▶ **STORED DATA**:
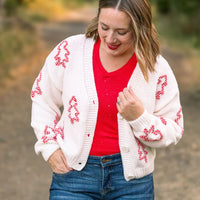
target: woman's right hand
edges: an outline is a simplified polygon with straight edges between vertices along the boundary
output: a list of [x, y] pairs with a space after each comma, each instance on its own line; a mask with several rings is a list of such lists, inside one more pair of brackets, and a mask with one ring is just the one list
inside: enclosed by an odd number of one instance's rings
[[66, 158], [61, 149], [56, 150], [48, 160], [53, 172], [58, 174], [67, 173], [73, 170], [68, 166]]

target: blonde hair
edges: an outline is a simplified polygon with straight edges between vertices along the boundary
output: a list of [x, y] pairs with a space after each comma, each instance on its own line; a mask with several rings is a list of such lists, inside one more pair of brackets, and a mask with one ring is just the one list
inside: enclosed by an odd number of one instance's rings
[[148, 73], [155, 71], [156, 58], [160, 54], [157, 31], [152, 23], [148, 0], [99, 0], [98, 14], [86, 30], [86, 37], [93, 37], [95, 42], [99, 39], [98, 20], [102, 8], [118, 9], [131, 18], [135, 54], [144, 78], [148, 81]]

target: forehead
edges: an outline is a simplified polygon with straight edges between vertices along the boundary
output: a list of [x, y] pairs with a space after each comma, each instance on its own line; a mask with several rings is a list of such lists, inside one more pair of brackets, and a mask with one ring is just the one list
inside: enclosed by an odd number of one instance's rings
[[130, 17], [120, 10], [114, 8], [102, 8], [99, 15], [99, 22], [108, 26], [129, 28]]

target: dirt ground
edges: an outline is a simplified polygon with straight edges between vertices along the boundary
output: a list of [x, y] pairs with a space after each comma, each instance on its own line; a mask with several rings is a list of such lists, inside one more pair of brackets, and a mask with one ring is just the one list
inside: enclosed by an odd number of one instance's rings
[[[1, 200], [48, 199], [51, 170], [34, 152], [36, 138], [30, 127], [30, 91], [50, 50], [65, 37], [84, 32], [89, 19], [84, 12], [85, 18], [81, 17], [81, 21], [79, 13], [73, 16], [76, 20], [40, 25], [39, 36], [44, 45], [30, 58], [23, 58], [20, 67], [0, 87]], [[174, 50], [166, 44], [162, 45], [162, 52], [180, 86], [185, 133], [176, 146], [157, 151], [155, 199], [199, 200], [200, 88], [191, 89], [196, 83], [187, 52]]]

▶ **WHAT IS BEING ASKED**: Restate the listing word for word, pictures excluded.

▶ **ANSWER FOR THE TASK**:
target: woman's right hand
edges: an outline is a simplified polygon with straight edges between vertices along the boundary
output: a list of [x, y] pairs with a space after each comma, each instance on its own line; a mask with several rings is a list of such lists, inside one more pair of brackets, and a mask with one ring is just the one list
inside: enclosed by an odd number of one instance's rings
[[66, 158], [61, 149], [56, 150], [48, 160], [53, 172], [58, 174], [67, 173], [73, 170], [68, 166]]

target: blonde hair
edges: an outline is a simplified polygon with straight edges between vertices along the boundary
output: a list of [x, y] pairs with a space after each comma, each instance on its own line; a mask with several rings is a list of such lists, inside one more pair of brackets, and a mask with one ring is just the one list
inside: enclosed by an odd number of one instance's rings
[[148, 73], [155, 71], [156, 58], [160, 54], [157, 31], [152, 23], [148, 0], [99, 0], [98, 14], [86, 30], [86, 37], [93, 37], [95, 42], [99, 39], [98, 20], [102, 8], [118, 9], [131, 18], [135, 54], [144, 78], [148, 81]]

target: forehead
edges: an outline is a simplified polygon with straight edges between vertices along the boundary
output: a list of [x, y] pairs with a space after each comma, each instance on its own line; a mask with several rings is a list of such lists, inside one more pair of brackets, and a mask with one ring is just the one list
inside: enclosed by an odd number of one instance's rings
[[130, 17], [120, 10], [114, 8], [102, 8], [99, 15], [99, 22], [108, 26], [129, 28]]

target: dirt ground
edges: an outline is a simplified polygon with straight edges between vertices along the boundary
output: a list of [x, y] pairs with a space after each comma, each instance on its own line; a mask with several rings is a list of such lists, inside one more pair of brackets, and a mask with one ring is just the one list
inside: enclosed by an odd number of one instance's rings
[[[1, 200], [48, 199], [51, 170], [34, 152], [36, 138], [30, 127], [30, 91], [50, 50], [65, 37], [84, 32], [89, 19], [84, 12], [85, 18], [81, 17], [81, 21], [79, 13], [73, 16], [76, 20], [40, 25], [39, 36], [44, 45], [30, 58], [23, 58], [20, 67], [0, 87]], [[174, 50], [166, 44], [162, 45], [162, 52], [180, 86], [185, 133], [176, 146], [157, 151], [155, 199], [199, 200], [200, 88], [191, 89], [196, 83], [187, 52]]]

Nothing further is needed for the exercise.